In the listing that follows, how many lines have the word "this" in them? Give only the number.

*** Opening SOURCE DATA ***

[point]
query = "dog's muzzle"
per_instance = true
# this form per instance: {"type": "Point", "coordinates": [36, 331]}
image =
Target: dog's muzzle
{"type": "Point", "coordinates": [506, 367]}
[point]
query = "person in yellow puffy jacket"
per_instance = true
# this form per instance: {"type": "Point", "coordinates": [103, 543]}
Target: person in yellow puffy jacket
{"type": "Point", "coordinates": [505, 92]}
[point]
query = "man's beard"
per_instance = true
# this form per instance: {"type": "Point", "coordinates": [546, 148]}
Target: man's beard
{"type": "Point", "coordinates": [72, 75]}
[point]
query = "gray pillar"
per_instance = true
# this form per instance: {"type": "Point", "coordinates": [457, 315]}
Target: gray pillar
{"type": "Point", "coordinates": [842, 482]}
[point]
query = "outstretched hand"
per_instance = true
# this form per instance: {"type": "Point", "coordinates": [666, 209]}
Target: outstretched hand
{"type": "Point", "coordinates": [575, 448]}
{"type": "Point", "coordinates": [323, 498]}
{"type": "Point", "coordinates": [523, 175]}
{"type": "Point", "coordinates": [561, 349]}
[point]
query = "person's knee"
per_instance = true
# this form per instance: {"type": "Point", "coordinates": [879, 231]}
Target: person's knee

*** Closing SOURCE DATA ***

- **RESPONSE TO THE TASK**
6